The entries below should be given again exactly, minus their pictures.
-- Begin Given records --
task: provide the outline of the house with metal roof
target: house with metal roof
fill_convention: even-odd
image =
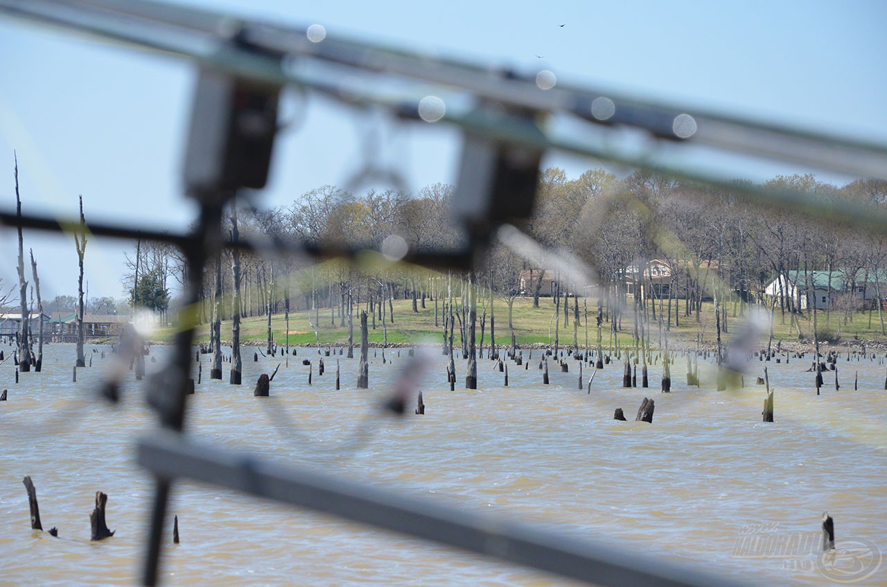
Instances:
[[[765,288],[765,294],[779,301],[783,295],[797,302],[801,309],[832,308],[839,298],[861,303],[887,295],[887,271],[835,270],[786,271]]]

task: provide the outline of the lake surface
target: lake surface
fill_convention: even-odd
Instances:
[[[111,363],[108,350],[89,347],[93,366],[78,370],[76,383],[73,345],[46,347],[43,372],[23,373],[19,384],[11,360],[0,367],[0,389],[9,390],[8,401],[0,403],[4,584],[139,583],[153,481],[135,464],[135,441],[156,418],[131,372],[121,404],[97,399],[94,390]],[[149,372],[161,368],[169,352],[153,348],[158,360],[147,364]],[[209,381],[209,356],[201,356],[202,383],[189,404],[188,431],[195,439],[466,511],[543,522],[572,536],[750,583],[832,584],[836,576],[871,571],[853,584],[887,583],[887,562],[870,563],[877,552],[856,558],[868,565],[864,573],[848,575],[851,557],[833,561],[837,571],[828,576],[815,565],[816,553],[779,557],[760,543],[742,542],[750,533],[771,541],[817,533],[828,512],[839,541],[874,544],[887,553],[887,367],[880,359],[848,363],[843,356],[841,391],[829,372],[820,396],[812,374],[805,372],[809,364],[796,359],[789,365],[756,360],[745,389],[716,392],[704,372],[703,387],[688,388],[679,358],[671,394],[658,393],[659,365],[651,367],[649,389],[622,388],[620,363],[598,372],[586,394],[577,389],[574,360],[569,373],[552,364],[551,385],[542,385],[538,350],[529,370],[509,364],[507,387],[494,363],[482,359],[480,388],[459,388],[459,361],[451,392],[444,357],[435,354],[422,386],[426,414],[413,415],[411,400],[408,414],[396,418],[379,406],[407,361],[405,350],[398,357],[389,349],[393,364],[382,364],[381,352],[371,348],[371,389],[357,390],[357,359],[324,357],[326,373],[318,377],[317,350],[299,348],[288,367],[280,367],[269,398],[253,396],[255,380],[286,359],[260,356],[254,362],[253,353],[244,350],[239,387]],[[312,386],[304,357],[315,364]],[[773,424],[761,422],[764,387],[754,385],[765,364],[776,388]],[[587,381],[587,367],[584,374]],[[612,419],[622,407],[633,420],[645,396],[655,401],[653,424]],[[58,527],[59,538],[30,529],[25,475],[36,487],[43,528]],[[90,543],[97,490],[108,495],[107,523],[116,534]],[[171,544],[172,514],[179,519],[177,545]],[[190,482],[174,486],[169,522],[162,566],[169,585],[570,584]]]

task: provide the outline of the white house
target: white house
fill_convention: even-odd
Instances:
[[[883,298],[887,295],[884,276],[876,278],[865,270],[855,273],[849,270],[836,270],[831,271],[830,278],[828,271],[787,271],[785,276],[781,275],[767,284],[765,294],[778,300],[784,292],[790,300],[800,299],[802,309],[807,309],[808,299],[812,299],[815,309],[825,309],[843,295],[849,294],[865,302],[876,298],[880,290]]]
[[[31,312],[28,317],[31,322],[31,332],[35,334],[40,329],[40,314]],[[43,314],[43,331],[47,332],[50,317]],[[21,312],[0,313],[0,335],[15,334],[21,330]]]

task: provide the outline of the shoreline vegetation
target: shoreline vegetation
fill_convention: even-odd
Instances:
-- End Given records --
- [Result of the exercise]:
task: provide the outline of the house with metal roof
target: house with metal roof
fill_convention: even-odd
image =
Instances:
[[[765,288],[765,294],[779,301],[783,295],[797,302],[801,309],[832,308],[839,298],[861,303],[887,295],[887,271],[835,270],[786,271]]]

task: provide the outline of the lake surface
target: lake surface
fill_convention: even-odd
Instances:
[[[111,363],[108,350],[89,347],[93,366],[78,370],[76,383],[73,345],[46,347],[43,372],[23,373],[19,384],[11,360],[0,367],[0,389],[9,390],[8,401],[0,403],[4,584],[139,583],[153,481],[135,464],[135,441],[156,418],[131,372],[121,404],[97,399],[94,390]],[[149,372],[161,368],[169,352],[153,348],[158,360],[147,364]],[[209,381],[209,356],[201,356],[202,383],[189,404],[188,431],[195,439],[466,511],[543,522],[572,536],[750,583],[832,584],[836,576],[871,571],[853,584],[887,583],[887,562],[870,563],[877,552],[856,558],[868,565],[864,573],[848,575],[851,557],[833,561],[837,571],[828,576],[815,565],[816,553],[779,557],[760,543],[742,542],[750,533],[771,541],[817,533],[828,512],[839,541],[874,544],[887,553],[887,367],[880,359],[848,363],[843,356],[841,391],[829,372],[820,396],[812,374],[805,372],[809,364],[796,359],[789,365],[756,360],[745,389],[716,392],[704,372],[703,387],[688,388],[679,358],[671,394],[658,393],[659,365],[651,367],[649,389],[622,388],[620,363],[598,372],[586,394],[577,389],[574,360],[569,373],[552,364],[551,385],[542,385],[538,350],[529,370],[509,364],[507,387],[494,363],[482,359],[480,388],[459,388],[459,361],[451,392],[444,357],[435,354],[422,386],[426,414],[413,415],[411,400],[408,414],[396,418],[379,406],[407,361],[405,350],[398,357],[389,349],[393,364],[382,364],[381,352],[371,348],[371,389],[357,390],[357,359],[324,357],[326,373],[318,377],[317,350],[299,348],[288,367],[280,367],[269,398],[253,396],[255,380],[286,359],[260,356],[254,362],[253,353],[244,350],[239,387]],[[312,386],[304,357],[315,364]],[[773,424],[761,422],[764,387],[754,385],[765,364],[776,388]],[[587,381],[587,367],[584,374]],[[612,419],[622,407],[633,420],[645,396],[655,401],[653,424]],[[58,527],[59,538],[30,529],[25,475],[36,487],[43,528]],[[90,543],[97,490],[108,495],[107,523],[116,534]],[[171,544],[172,514],[179,519],[177,545]],[[190,482],[174,486],[169,522],[162,566],[169,585],[570,584]]]

task: provide the outline of the white house
target: white house
fill_convention: even-odd
Instances:
[[[883,298],[887,295],[884,276],[876,278],[865,270],[855,273],[849,270],[836,270],[831,271],[830,278],[828,271],[787,271],[785,276],[781,275],[767,284],[765,294],[778,300],[784,292],[790,300],[800,299],[802,309],[807,309],[808,299],[812,299],[815,309],[825,309],[843,295],[849,294],[865,302],[876,298],[880,290]]]
[[[31,312],[28,317],[31,322],[31,332],[35,334],[40,329],[40,314]],[[43,314],[43,331],[47,332],[50,317]],[[21,312],[0,313],[0,335],[15,334],[21,330]]]

task: provide the outline of the shoreline vegetation
target: shoreline vegetation
fill_convention: even-odd
Instances:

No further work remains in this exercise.